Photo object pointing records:
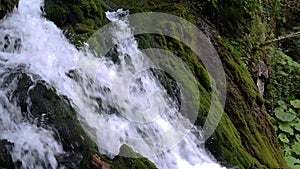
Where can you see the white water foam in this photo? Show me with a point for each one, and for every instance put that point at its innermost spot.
(94, 95)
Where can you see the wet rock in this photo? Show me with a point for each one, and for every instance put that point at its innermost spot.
(5, 157)
(7, 6)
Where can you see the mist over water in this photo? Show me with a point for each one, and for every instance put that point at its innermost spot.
(115, 102)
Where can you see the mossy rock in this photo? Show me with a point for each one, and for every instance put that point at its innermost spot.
(54, 111)
(7, 6)
(244, 137)
(5, 158)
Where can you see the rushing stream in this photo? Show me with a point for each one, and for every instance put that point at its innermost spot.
(30, 40)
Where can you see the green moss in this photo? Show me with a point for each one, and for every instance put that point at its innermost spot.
(244, 137)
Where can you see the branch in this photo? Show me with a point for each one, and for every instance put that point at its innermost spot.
(292, 35)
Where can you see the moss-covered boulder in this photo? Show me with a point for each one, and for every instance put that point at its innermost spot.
(5, 158)
(244, 137)
(7, 6)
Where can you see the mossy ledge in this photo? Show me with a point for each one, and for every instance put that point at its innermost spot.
(7, 6)
(244, 137)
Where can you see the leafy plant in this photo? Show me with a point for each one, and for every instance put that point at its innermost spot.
(287, 124)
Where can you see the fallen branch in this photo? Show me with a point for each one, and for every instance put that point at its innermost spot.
(292, 35)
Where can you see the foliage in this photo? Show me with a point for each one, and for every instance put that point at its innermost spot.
(284, 80)
(287, 125)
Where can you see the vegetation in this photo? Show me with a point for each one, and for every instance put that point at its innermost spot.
(256, 130)
(7, 6)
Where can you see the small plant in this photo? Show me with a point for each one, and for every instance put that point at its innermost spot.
(287, 124)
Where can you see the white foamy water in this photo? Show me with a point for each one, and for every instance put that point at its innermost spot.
(116, 104)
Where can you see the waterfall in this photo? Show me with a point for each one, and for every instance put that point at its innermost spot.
(106, 113)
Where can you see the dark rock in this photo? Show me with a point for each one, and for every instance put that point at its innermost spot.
(5, 157)
(7, 6)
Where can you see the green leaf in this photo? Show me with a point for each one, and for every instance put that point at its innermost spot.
(282, 73)
(286, 127)
(272, 120)
(287, 151)
(296, 125)
(283, 116)
(295, 103)
(282, 104)
(296, 148)
(283, 138)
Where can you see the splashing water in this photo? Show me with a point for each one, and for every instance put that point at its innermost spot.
(99, 98)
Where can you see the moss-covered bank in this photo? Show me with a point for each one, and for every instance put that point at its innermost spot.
(7, 6)
(55, 113)
(244, 137)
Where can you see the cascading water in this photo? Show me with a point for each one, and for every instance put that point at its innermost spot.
(98, 97)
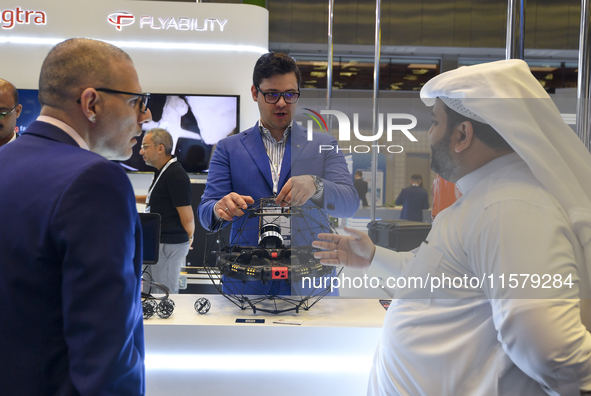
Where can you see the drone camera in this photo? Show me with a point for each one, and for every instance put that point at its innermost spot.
(270, 236)
(279, 272)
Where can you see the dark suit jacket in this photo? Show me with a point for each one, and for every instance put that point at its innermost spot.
(240, 164)
(70, 266)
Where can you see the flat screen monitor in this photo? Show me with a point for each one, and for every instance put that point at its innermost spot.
(196, 123)
(150, 236)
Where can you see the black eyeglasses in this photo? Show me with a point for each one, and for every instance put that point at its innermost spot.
(7, 113)
(273, 97)
(143, 104)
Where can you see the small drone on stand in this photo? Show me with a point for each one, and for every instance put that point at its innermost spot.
(150, 306)
(272, 275)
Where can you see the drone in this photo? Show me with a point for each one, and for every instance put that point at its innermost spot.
(164, 308)
(279, 273)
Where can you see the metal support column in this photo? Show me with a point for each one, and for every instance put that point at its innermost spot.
(329, 64)
(583, 86)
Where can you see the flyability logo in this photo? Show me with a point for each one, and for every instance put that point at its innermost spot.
(122, 19)
(18, 16)
(393, 123)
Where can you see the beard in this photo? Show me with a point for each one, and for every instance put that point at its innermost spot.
(442, 162)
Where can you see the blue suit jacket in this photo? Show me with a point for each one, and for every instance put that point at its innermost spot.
(70, 266)
(240, 164)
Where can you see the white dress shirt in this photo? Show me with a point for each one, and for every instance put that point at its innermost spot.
(488, 340)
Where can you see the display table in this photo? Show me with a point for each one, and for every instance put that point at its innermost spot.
(330, 353)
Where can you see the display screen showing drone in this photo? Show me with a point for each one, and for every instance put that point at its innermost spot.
(267, 257)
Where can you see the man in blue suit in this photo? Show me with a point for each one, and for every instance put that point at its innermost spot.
(70, 237)
(275, 158)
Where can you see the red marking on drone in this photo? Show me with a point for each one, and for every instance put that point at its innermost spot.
(278, 272)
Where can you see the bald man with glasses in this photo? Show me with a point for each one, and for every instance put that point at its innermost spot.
(275, 159)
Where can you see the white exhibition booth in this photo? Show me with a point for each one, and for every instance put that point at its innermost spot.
(195, 48)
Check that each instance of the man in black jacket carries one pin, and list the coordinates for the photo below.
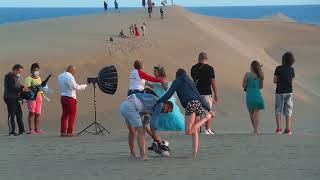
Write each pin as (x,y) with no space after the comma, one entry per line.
(12,97)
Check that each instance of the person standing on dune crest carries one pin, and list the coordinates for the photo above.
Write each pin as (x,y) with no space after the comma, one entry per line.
(283,77)
(204,77)
(150,5)
(252,84)
(116,6)
(105,5)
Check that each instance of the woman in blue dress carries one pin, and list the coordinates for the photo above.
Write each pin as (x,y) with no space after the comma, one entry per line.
(252,84)
(173,121)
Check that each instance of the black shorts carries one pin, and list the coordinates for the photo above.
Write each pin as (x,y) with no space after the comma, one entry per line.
(195,106)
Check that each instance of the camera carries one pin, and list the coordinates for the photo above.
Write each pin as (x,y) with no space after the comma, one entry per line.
(92,80)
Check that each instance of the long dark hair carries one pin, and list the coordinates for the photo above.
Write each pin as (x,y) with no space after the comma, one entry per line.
(256,67)
(288,59)
(34,66)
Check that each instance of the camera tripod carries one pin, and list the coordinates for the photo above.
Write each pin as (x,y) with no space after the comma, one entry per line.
(98,128)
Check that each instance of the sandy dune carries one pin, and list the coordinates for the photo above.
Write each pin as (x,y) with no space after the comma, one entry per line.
(174,43)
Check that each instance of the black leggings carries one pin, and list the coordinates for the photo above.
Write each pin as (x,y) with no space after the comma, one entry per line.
(14,110)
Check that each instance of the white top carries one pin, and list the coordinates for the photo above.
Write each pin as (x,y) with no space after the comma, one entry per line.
(68,85)
(136,83)
(136,101)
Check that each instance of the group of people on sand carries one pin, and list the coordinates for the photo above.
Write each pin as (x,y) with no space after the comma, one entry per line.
(151,101)
(13,90)
(134,31)
(116,6)
(150,104)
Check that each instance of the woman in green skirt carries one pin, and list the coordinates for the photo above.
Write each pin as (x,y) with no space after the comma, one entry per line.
(252,84)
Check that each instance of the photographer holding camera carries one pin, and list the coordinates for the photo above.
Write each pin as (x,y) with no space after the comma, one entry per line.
(68,87)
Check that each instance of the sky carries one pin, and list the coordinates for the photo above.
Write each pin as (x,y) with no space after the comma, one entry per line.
(137,3)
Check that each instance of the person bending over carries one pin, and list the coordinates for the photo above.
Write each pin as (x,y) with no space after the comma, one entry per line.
(197,109)
(138,79)
(131,110)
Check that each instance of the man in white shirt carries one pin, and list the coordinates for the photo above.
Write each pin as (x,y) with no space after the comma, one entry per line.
(68,87)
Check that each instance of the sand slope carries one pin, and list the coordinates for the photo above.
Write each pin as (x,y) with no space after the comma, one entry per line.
(174,42)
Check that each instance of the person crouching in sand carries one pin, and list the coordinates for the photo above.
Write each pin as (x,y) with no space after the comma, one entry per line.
(68,87)
(197,109)
(131,108)
(252,83)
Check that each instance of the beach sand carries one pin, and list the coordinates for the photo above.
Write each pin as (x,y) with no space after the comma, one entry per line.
(175,42)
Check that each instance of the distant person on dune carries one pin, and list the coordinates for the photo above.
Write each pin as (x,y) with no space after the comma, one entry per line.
(136,31)
(196,108)
(252,84)
(283,77)
(161,13)
(138,79)
(150,6)
(122,35)
(131,29)
(143,28)
(105,5)
(116,6)
(144,3)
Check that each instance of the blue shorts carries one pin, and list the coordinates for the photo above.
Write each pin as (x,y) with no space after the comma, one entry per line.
(134,91)
(130,114)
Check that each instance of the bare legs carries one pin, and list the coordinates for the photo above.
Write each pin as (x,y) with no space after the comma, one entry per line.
(131,137)
(192,126)
(254,117)
(141,141)
(278,121)
(288,121)
(208,124)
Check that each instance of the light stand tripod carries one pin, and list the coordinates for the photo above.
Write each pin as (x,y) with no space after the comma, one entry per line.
(99,129)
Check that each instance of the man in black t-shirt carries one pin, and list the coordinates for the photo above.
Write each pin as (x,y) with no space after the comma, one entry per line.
(204,77)
(283,77)
(12,97)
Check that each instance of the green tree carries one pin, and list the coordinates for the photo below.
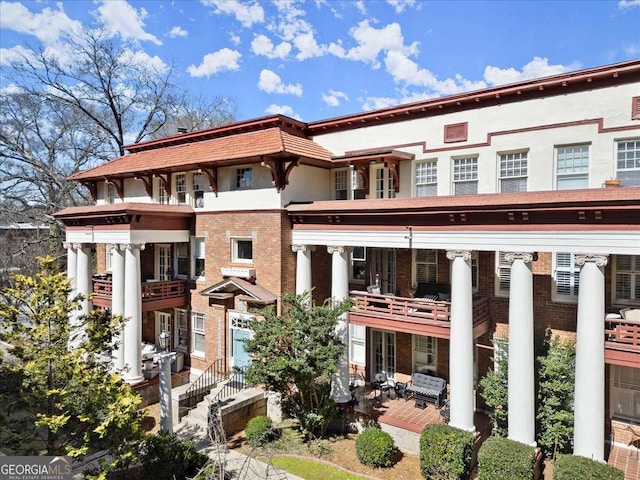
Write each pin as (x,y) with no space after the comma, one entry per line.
(555,396)
(59,401)
(495,387)
(295,354)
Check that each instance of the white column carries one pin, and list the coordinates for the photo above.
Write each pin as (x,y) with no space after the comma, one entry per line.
(461,343)
(117,301)
(588,428)
(340,291)
(133,315)
(522,422)
(72,268)
(303,268)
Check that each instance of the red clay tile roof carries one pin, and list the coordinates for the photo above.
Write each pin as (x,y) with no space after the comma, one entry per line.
(218,151)
(626,195)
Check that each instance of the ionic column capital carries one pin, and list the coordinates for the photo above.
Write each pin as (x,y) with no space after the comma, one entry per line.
(133,246)
(526,257)
(453,254)
(599,260)
(303,248)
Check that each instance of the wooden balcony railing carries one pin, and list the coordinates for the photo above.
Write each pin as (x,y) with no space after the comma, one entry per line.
(155,294)
(409,314)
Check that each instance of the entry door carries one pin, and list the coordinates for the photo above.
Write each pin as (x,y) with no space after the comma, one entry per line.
(163,323)
(383,268)
(240,333)
(163,262)
(383,350)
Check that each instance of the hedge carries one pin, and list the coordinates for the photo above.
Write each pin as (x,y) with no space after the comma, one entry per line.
(445,452)
(503,459)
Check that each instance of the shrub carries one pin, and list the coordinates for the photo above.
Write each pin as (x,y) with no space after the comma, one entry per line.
(445,452)
(375,448)
(504,459)
(259,430)
(165,456)
(570,467)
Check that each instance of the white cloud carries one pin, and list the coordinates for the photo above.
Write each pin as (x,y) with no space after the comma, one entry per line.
(536,68)
(121,18)
(11,89)
(372,41)
(270,82)
(334,97)
(262,45)
(399,5)
(178,31)
(15,54)
(622,4)
(406,71)
(246,14)
(274,109)
(139,57)
(212,63)
(47,25)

» **Written problem**
Output the lines as a two-column CSV with the headers request and points, starting at the line containing "Check that each instance of the shrub" and ending at the last line. Give one row per request, with the request text and its answer each in a single quoted field and line breaks replaced by spaces.

» **Solution**
request,points
"Check that each instance of the shrub carries one pin, and list the coordinates for the photo above. Write each pin as (x,y) with no space after the comma, one entry per line.","(445,452) (375,448) (504,459) (259,430) (165,456) (570,467)"
"Check that each instance of the white cloud carries one pin, and list the coordinates for the photo above. Write each pin as (x,y) with no space after the comma, one entry per line.","(536,68) (121,18) (11,89) (372,41) (270,82) (334,97) (262,45) (399,5) (178,31) (15,54) (622,4) (406,71) (246,14) (274,109) (139,57) (212,63) (47,25)"